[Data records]
Content starts

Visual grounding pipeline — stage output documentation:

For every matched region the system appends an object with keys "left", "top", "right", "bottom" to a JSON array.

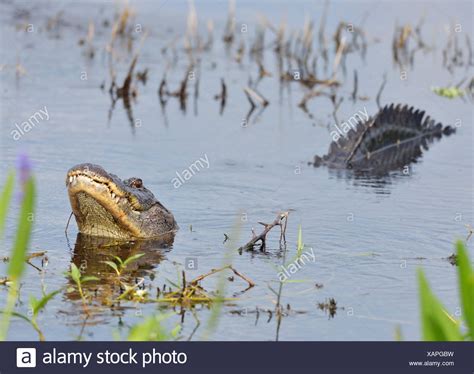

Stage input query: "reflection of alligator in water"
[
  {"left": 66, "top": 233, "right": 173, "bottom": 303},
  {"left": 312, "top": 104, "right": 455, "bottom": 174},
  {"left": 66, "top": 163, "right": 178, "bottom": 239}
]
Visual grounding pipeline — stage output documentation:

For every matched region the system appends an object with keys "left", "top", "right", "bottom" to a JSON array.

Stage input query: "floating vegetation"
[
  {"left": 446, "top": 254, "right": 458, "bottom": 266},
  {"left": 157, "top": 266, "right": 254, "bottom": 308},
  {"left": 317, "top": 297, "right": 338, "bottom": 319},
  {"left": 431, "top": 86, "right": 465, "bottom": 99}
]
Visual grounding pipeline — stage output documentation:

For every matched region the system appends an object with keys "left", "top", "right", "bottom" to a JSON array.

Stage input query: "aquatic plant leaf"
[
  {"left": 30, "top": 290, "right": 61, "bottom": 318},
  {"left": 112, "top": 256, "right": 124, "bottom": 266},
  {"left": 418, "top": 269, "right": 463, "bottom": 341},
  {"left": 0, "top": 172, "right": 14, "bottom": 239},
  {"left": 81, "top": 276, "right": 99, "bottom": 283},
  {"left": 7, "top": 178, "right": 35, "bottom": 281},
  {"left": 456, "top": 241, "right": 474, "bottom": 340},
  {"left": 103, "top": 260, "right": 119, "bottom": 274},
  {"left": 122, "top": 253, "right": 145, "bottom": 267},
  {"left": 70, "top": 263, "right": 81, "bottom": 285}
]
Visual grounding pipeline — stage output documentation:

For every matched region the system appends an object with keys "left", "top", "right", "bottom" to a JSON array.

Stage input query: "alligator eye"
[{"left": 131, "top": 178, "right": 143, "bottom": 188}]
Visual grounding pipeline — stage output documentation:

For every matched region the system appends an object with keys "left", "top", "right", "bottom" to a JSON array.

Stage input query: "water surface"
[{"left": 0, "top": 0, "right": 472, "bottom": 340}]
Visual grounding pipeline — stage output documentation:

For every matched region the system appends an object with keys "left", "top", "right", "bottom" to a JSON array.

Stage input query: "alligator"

Content ends
Content starts

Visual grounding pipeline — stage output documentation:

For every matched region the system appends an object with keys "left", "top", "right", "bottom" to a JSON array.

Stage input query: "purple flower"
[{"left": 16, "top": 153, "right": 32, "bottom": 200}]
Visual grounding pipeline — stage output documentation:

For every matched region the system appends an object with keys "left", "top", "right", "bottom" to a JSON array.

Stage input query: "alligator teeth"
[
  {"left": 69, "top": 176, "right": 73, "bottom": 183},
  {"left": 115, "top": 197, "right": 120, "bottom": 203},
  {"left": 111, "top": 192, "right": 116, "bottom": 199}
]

Content ends
Content starts

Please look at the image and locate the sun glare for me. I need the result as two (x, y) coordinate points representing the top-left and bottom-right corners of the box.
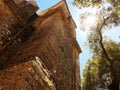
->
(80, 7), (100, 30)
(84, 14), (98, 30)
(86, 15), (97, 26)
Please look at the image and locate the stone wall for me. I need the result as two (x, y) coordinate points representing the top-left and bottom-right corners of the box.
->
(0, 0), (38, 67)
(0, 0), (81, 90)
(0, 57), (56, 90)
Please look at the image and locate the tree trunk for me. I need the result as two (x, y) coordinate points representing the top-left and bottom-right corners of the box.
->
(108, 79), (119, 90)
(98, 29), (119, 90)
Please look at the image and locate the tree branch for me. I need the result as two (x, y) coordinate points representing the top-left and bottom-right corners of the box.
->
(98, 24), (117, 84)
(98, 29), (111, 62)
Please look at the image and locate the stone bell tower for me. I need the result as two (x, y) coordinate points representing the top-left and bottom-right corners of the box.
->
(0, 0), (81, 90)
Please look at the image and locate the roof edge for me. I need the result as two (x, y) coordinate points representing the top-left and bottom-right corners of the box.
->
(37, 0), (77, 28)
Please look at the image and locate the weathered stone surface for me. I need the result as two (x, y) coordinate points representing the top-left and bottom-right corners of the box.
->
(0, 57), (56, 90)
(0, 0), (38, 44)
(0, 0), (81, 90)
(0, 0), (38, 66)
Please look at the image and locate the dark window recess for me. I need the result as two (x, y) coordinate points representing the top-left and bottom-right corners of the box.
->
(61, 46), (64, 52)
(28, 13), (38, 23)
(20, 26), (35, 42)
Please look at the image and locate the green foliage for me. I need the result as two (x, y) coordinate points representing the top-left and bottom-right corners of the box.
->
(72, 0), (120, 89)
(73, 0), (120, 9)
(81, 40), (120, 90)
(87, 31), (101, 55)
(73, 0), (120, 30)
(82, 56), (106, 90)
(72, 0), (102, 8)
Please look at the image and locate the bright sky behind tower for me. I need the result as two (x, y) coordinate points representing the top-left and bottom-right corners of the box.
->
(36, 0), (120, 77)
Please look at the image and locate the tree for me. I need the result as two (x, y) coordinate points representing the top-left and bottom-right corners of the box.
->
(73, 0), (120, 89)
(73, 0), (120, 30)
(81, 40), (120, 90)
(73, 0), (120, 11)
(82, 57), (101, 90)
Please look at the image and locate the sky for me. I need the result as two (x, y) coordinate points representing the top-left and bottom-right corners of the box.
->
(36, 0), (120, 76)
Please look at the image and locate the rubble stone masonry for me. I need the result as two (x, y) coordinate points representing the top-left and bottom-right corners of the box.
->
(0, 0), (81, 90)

Content ends

TASK STATEMENT>
When a line in the records holds the string "tower", copy that line.

SOLVED EXERCISE>
Please look at the image and locate the stone bell tower for me. I need the result as two (x, y) coordinate points representing the top-left and bottom-right corners of the box.
Please look at the image and locate the bright sky behind tower for me. I need the result as two (x, y) coordinate points representing the top-left and bottom-right corners of the box.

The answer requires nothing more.